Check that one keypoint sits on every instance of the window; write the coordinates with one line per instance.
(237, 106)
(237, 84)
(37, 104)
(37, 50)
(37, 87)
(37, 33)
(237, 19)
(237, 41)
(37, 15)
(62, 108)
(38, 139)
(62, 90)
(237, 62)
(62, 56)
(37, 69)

== == ==

The whole listing above is to be copied exactly.

Check that one keypoint sits on every instance of the window; write the coordinates with one line per instance.
(237, 106)
(237, 84)
(37, 104)
(37, 50)
(37, 87)
(37, 33)
(237, 19)
(237, 41)
(37, 15)
(62, 108)
(38, 139)
(62, 90)
(237, 62)
(62, 56)
(37, 69)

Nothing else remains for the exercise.